Description of the task - Nothing should be left out: output all of the entries exactly.

======== Dataset extract ========

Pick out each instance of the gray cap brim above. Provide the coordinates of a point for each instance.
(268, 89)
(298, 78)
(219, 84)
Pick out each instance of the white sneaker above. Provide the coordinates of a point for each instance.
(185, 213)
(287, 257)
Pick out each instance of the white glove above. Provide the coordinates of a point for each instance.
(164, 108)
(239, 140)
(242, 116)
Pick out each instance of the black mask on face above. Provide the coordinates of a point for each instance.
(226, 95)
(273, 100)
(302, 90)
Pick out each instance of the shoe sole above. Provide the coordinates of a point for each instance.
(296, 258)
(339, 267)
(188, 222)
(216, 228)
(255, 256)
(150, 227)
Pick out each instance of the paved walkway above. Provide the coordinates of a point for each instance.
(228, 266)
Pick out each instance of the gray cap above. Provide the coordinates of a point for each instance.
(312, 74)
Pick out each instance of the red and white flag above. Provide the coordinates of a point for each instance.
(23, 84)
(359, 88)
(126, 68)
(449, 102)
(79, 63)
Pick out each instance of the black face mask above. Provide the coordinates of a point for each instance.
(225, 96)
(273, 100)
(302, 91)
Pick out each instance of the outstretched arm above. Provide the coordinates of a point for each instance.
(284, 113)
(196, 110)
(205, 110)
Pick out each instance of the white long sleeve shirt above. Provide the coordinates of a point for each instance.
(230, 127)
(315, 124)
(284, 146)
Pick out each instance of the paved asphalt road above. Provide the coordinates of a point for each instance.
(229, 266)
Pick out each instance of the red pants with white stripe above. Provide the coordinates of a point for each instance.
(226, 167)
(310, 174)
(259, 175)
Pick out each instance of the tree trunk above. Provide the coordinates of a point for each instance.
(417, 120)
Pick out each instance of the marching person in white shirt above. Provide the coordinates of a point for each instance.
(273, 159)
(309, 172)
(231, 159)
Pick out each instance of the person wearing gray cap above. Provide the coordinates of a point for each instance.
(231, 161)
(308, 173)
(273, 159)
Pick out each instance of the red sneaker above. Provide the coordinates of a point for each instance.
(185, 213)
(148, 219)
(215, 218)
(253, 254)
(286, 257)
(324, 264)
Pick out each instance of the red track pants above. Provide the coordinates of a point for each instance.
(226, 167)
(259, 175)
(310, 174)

========

Answer to this task -
Pick out each instance of the gray cap brim above. Provide the coordinates of a point for each instance.
(268, 89)
(298, 78)
(219, 84)
Pick out each instance of the white sneaker above. Provide the coordinates of a point for each instance.
(185, 213)
(287, 257)
Pick out each instance of the white glove above. Provide the coordinates of a point for each instance.
(164, 108)
(239, 140)
(242, 116)
Pick out each instance of the black mask on face above. Provide the coordinates of a point for each instance.
(226, 95)
(273, 100)
(302, 90)
Pick out each instance of the shoe sole above. Provide the coordinates of a point for each instance.
(296, 258)
(339, 267)
(188, 222)
(216, 228)
(255, 256)
(150, 227)
Pick out each instance of the paved walkway above. Provide the coordinates of a point for each instance.
(228, 266)
Pick out each instance of the gray cap above. Provide the coordinates of a point for each instance.
(312, 74)
Pick out each instance of the red and white flag above. Provide the coordinates of a point for each instance.
(23, 84)
(359, 88)
(126, 68)
(449, 102)
(79, 63)
Pick out each instance of the black face mask above. Provide the coordinates of a point for each instance.
(225, 96)
(273, 100)
(302, 91)
Pick out each instance of the outstretched arm above. Provide the coordinates of a point for each instance.
(284, 113)
(196, 110)
(205, 110)
Pick out each instance of the white long sleeve shirt above. Provide the coordinates of a point for each instance.
(230, 127)
(315, 124)
(284, 146)
Pick out each instance of the paved asphalt road above. Provide the coordinates of a point for each instance.
(229, 266)
Pick out each instance of the red pants with white stripe above. Provide the coordinates of a point for each instance.
(226, 167)
(310, 174)
(259, 175)
Pick out each instance of the tree trunk above. Provide the coordinates of a point for each instance.
(417, 120)
Pick out each instance of the marching person in white shirt above. Provide the coordinates of a point for each instance.
(273, 159)
(309, 172)
(231, 159)
Pick out each instance of the person wearing gray cap above. Provide the coordinates of a point for each instance.
(231, 161)
(308, 173)
(273, 159)
Pick out each instance of the red sneaker above. Provide the coordinates of a point for each instance.
(185, 213)
(148, 219)
(215, 218)
(253, 254)
(286, 257)
(324, 264)
Pick out each instance of the red track pants above. Provide the coordinates of a point for each instance.
(226, 167)
(259, 175)
(310, 174)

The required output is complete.